— Problem requirements —
Extract the lines below and reproduce them exactly, without any alteration.

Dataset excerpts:
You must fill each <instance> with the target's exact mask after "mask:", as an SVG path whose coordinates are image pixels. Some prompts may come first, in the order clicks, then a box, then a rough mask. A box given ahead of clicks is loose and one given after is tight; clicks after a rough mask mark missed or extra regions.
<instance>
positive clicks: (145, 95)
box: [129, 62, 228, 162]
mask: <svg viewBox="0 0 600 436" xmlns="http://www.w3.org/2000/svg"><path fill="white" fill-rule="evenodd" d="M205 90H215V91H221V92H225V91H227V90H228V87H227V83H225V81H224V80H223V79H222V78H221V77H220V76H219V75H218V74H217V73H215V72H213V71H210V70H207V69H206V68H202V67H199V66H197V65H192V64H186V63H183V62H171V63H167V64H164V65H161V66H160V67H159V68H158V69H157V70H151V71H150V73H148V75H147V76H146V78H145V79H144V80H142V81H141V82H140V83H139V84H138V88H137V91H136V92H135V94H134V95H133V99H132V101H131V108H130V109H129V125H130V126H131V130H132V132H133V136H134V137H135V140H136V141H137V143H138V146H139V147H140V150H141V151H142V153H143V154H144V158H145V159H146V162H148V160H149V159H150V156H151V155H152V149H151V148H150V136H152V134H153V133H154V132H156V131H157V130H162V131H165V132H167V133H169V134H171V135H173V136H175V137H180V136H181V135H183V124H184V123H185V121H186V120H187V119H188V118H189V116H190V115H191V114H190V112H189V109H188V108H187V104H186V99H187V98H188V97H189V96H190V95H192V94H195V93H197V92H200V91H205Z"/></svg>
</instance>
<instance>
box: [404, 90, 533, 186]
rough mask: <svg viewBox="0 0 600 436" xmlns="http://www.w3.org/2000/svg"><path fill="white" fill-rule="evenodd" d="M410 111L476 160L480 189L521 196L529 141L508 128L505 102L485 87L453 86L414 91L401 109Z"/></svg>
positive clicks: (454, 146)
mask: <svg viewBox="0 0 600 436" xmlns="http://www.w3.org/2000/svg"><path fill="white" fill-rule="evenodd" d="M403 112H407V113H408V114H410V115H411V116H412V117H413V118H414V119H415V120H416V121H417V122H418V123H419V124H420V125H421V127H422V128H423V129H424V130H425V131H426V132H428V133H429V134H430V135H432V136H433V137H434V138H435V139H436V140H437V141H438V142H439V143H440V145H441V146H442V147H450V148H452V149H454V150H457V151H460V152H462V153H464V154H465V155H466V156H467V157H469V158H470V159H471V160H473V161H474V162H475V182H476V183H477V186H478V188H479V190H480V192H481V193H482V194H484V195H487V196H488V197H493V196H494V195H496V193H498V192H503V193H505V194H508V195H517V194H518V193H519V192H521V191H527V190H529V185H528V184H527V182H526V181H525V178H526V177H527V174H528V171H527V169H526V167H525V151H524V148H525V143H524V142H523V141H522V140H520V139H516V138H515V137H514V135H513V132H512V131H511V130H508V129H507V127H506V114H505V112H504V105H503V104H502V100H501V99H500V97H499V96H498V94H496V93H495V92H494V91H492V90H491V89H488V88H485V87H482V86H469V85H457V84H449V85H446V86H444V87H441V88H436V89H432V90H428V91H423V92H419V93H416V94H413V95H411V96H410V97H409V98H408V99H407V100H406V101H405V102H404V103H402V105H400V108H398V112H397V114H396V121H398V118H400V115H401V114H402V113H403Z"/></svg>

— Your response —
You must fill each <instance> with the target's exact mask after "mask:", as an SVG path whose coordinates are image pixels. Some prompts may come first, in the order clicks, then a box, then a rough mask. A box given ahead of clicks is loose and one given after is tight; clicks after a rough mask mark missed or extra regions.
<instance>
positive clicks: (145, 95)
box: [129, 62, 228, 162]
mask: <svg viewBox="0 0 600 436" xmlns="http://www.w3.org/2000/svg"><path fill="white" fill-rule="evenodd" d="M205 90H215V91H221V92H225V91H227V90H228V87H227V83H225V81H224V80H223V79H222V78H221V77H220V76H219V75H218V74H217V73H215V72H213V71H210V70H207V69H206V68H202V67H199V66H197V65H192V64H186V63H183V62H171V63H167V64H164V65H161V66H160V67H159V68H158V69H157V70H151V71H150V73H148V75H147V76H146V78H145V79H144V80H142V81H141V82H140V83H139V84H138V88H137V91H136V92H135V94H134V95H133V99H132V101H131V108H130V109H129V125H130V126H131V130H132V132H133V136H134V137H135V140H136V141H137V143H138V146H139V147H140V150H141V151H142V153H143V154H144V158H145V159H146V162H148V160H149V159H150V156H151V155H152V149H151V148H150V136H152V134H153V133H154V132H156V131H157V130H162V131H165V132H167V133H169V134H171V135H173V136H175V137H180V136H181V135H183V124H184V123H185V121H186V120H187V119H188V118H189V116H190V115H191V114H190V112H189V109H188V108H187V104H186V99H187V98H188V97H189V96H190V95H192V94H195V93H197V92H200V91H205Z"/></svg>
</instance>
<instance>
box: [404, 90, 533, 186]
rough mask: <svg viewBox="0 0 600 436" xmlns="http://www.w3.org/2000/svg"><path fill="white" fill-rule="evenodd" d="M410 111L476 160L480 189L521 196L529 141L508 128L505 102L485 87L453 86L414 91L401 109Z"/></svg>
positive clicks: (454, 146)
mask: <svg viewBox="0 0 600 436" xmlns="http://www.w3.org/2000/svg"><path fill="white" fill-rule="evenodd" d="M403 112H407V113H408V114H410V115H411V116H412V117H413V118H414V119H415V120H416V121H417V122H418V123H419V124H420V125H421V127H422V128H423V129H424V130H425V131H426V132H428V133H429V134H430V135H432V136H433V137H434V138H435V139H436V140H437V141H438V142H439V143H440V145H441V146H442V147H450V148H452V149H454V150H457V151H460V152H462V153H464V154H465V155H466V156H467V157H469V158H470V159H471V160H473V161H474V162H475V182H476V183H477V186H478V188H479V190H480V192H481V193H482V194H484V195H487V196H488V197H493V196H494V195H496V193H498V192H503V193H505V194H508V195H517V194H518V193H519V192H521V191H527V190H529V185H528V184H527V182H526V181H525V178H526V177H527V174H528V171H527V169H526V167H525V151H524V148H525V143H524V142H523V141H522V140H520V139H516V138H515V137H514V135H513V132H512V131H511V130H508V129H507V127H506V114H505V112H504V105H503V104H502V100H501V99H500V97H499V96H498V94H496V93H495V92H494V91H492V90H491V89H488V88H485V87H482V86H469V85H457V84H449V85H446V86H444V87H441V88H436V89H432V90H428V91H423V92H419V93H416V94H413V95H411V96H410V97H409V98H408V99H407V100H406V101H405V102H404V103H402V105H400V108H398V112H397V114H396V121H398V118H400V115H401V114H402V113H403Z"/></svg>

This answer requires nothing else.